== DATA RECORDS ==
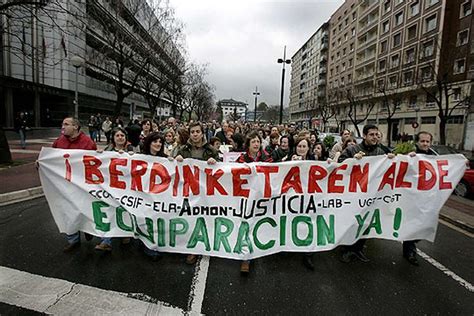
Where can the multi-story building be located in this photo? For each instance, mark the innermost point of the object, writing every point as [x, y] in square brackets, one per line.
[391, 62]
[232, 109]
[308, 78]
[37, 74]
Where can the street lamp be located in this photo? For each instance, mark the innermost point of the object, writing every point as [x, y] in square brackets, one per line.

== WORK ITEM ==
An exact copy of the records above is required, leaving out the pictures.

== THE ANSWER ==
Where can the multi-story building be located in this photo? For each instance, mark the innermost point of the object, writing every point as [x, y] in square brackets, one per line.
[391, 62]
[232, 109]
[308, 78]
[37, 74]
Where can the street lamp be located in this photo? For each instance, mark the innermost point of the object, writing every point as [x, y] in square brackets, one per line.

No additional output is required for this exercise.